[Rows from a pointing dataset]
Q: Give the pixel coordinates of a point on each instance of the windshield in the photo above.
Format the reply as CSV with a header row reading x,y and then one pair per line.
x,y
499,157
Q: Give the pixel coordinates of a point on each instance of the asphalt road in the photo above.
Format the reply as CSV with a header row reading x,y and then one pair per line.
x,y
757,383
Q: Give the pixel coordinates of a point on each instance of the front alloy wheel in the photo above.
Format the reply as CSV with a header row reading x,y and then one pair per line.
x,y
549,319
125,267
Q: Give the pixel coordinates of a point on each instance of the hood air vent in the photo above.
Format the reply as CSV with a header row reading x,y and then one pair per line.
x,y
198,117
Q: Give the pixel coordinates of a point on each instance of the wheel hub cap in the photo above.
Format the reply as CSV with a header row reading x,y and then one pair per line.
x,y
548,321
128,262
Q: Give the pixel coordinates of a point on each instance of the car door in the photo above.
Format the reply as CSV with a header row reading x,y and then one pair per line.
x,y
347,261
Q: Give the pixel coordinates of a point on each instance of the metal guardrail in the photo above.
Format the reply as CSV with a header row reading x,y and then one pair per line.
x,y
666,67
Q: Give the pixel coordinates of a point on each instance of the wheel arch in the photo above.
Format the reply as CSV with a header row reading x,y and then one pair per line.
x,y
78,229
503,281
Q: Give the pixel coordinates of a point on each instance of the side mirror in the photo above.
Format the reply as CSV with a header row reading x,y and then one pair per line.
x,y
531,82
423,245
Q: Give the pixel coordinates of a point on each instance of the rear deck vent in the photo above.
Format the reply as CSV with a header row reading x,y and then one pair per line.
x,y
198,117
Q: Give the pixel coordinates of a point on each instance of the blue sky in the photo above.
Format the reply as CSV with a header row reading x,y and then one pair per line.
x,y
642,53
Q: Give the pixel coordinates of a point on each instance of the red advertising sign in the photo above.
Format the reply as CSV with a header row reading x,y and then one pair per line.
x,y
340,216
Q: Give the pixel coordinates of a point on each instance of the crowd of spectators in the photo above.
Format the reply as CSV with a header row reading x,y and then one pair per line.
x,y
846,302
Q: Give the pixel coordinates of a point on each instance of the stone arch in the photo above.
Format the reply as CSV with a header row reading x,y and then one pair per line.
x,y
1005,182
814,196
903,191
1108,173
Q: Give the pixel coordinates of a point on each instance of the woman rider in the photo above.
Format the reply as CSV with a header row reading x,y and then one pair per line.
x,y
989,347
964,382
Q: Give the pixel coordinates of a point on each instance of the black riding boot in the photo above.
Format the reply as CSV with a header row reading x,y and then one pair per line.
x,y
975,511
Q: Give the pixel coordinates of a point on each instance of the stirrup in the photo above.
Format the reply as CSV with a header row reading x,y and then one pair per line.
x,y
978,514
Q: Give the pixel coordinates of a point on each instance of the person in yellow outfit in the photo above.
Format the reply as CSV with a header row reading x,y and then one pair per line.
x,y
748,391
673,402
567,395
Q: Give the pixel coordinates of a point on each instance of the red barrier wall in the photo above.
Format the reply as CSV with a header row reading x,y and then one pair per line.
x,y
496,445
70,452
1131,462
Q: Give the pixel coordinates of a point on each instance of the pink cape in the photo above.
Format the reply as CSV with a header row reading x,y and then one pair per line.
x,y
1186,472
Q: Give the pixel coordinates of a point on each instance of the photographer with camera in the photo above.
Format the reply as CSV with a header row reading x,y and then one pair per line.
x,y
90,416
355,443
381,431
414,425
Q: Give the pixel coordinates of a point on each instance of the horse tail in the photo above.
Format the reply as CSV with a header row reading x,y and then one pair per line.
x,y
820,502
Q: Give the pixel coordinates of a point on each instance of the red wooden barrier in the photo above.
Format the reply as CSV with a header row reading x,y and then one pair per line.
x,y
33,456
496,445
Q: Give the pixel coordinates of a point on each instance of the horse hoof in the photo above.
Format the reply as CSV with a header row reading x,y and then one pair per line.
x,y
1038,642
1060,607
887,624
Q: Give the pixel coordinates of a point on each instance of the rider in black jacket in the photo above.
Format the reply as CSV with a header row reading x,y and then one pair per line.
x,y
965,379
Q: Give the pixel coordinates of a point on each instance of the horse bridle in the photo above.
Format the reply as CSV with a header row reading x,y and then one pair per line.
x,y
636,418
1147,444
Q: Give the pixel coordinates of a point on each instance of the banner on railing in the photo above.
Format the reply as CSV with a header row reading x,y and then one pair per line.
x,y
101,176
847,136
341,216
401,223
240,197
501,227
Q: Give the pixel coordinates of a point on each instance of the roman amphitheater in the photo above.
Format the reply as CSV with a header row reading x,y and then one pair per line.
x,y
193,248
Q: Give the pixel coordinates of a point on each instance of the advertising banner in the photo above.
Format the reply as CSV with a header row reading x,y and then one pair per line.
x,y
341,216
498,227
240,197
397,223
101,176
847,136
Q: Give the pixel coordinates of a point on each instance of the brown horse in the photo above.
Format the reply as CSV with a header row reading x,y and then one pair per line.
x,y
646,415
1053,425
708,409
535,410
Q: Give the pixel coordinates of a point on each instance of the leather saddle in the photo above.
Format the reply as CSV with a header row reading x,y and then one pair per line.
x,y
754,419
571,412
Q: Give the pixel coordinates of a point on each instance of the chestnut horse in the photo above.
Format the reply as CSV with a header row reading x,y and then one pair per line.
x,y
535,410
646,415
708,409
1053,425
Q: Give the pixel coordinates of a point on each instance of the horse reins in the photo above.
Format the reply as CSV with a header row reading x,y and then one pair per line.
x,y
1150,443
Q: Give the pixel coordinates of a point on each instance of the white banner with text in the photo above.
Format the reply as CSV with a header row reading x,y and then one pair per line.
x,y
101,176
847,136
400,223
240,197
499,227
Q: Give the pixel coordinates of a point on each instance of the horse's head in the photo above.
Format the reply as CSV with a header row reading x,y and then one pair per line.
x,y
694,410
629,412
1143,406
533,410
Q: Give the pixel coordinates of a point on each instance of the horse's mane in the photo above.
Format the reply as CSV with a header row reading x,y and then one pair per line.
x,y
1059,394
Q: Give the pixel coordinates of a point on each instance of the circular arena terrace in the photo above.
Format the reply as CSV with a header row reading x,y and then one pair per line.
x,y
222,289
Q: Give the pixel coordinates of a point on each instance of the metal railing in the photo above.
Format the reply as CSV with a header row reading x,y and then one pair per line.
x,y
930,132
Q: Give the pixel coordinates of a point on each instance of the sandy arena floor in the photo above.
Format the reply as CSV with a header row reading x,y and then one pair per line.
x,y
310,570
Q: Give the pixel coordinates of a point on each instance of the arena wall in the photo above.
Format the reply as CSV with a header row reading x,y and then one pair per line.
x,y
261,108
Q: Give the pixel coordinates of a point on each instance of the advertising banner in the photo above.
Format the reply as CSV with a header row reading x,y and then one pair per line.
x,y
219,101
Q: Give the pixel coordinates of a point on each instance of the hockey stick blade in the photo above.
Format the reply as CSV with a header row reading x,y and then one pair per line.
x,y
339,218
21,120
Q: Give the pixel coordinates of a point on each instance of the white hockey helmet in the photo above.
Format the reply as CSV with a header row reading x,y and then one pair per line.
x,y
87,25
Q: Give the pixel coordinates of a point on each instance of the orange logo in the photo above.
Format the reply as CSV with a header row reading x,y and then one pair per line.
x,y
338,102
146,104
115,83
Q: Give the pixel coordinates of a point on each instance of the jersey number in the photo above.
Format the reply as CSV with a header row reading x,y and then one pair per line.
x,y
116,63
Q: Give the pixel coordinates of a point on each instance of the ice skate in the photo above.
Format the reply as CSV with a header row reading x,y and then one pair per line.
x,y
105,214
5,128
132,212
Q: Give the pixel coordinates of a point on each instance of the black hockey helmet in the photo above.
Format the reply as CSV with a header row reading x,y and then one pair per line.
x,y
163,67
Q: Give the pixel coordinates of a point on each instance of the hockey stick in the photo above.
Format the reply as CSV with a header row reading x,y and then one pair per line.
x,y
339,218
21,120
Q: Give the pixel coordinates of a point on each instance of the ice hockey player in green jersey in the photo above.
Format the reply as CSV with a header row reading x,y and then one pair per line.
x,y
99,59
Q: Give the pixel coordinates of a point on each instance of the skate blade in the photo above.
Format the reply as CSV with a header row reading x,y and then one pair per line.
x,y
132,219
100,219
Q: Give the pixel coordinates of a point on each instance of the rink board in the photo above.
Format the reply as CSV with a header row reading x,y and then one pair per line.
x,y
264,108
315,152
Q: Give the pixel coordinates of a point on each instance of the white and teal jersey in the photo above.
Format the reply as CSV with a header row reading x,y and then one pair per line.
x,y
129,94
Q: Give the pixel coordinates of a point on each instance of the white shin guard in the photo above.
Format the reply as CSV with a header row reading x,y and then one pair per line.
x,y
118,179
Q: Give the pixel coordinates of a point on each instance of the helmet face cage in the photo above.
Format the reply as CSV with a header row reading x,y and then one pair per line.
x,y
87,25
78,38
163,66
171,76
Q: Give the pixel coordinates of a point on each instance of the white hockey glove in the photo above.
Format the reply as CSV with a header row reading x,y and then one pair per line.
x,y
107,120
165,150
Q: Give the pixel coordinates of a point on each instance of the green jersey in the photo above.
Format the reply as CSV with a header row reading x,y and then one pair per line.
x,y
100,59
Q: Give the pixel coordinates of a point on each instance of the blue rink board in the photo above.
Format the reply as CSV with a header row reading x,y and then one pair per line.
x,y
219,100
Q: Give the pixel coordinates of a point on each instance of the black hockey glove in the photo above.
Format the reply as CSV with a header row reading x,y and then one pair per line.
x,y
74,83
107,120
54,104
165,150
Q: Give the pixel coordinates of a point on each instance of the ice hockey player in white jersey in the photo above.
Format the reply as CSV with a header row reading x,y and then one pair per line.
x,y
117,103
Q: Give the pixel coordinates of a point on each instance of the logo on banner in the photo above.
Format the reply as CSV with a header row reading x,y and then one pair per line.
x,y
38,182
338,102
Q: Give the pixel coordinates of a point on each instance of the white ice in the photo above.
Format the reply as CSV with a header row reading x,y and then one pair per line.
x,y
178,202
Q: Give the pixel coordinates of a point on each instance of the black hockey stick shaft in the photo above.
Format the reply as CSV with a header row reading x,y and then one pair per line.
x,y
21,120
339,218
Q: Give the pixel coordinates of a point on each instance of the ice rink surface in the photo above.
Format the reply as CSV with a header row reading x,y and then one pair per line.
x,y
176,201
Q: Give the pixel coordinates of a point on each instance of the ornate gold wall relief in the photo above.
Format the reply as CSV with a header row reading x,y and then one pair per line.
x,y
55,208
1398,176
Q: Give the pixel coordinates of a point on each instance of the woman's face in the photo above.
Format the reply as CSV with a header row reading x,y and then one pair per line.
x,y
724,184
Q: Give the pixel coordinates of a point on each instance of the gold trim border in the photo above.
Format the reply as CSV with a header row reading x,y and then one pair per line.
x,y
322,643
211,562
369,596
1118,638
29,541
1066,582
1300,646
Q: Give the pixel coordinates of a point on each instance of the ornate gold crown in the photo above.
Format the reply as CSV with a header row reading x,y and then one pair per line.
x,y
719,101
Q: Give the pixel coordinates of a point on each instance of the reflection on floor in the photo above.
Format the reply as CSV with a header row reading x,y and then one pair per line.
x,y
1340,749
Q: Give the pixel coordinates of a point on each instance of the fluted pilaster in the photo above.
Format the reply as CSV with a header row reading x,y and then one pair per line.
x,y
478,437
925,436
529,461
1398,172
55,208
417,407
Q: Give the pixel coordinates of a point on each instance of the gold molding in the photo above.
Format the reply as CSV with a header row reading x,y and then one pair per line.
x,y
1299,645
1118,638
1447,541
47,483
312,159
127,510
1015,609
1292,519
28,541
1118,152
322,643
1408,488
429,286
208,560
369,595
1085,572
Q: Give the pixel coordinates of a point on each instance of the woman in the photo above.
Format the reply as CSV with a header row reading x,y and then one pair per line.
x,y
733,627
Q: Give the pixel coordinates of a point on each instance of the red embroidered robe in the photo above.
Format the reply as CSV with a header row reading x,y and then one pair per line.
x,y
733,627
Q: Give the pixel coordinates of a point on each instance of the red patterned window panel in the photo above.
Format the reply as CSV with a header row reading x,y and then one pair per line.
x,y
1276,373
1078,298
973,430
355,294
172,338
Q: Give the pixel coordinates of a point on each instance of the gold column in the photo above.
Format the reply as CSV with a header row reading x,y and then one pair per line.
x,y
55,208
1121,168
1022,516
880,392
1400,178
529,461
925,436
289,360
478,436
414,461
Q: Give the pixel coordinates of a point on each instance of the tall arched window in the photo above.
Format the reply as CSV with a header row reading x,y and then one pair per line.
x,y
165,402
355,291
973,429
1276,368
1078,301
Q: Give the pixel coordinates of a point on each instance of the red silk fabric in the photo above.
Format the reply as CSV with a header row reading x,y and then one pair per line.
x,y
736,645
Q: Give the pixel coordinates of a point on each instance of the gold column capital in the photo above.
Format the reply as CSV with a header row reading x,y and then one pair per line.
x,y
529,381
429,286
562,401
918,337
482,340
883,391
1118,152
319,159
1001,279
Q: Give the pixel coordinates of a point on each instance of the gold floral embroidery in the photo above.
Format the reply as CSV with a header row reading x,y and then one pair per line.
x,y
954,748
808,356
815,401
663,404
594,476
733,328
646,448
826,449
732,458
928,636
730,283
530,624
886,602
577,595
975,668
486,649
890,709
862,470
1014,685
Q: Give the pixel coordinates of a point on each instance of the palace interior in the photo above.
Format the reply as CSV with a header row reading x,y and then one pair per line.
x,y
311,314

Work instructions
In the listing above, find the line containing "embroidery in the photo above." and please quote exactly that line through the last one, and no other lines.

Solution for this exercise
Q: Give the pixel coordinates of a point on each instance of the gold floral embroidery in the photo above.
Format the reply as CSV with a header row reading x,y and then one pair per line.
x,y
954,748
808,356
815,401
663,404
594,476
733,328
646,448
826,449
732,458
928,636
730,283
530,624
886,602
577,595
975,668
486,649
890,709
862,470
1014,685
Q: Give the pixel coordinates of a point on each instance of the palace interior in the photo above.
Format the reply as CSV with a header row reading x,y and then one pair per line.
x,y
311,314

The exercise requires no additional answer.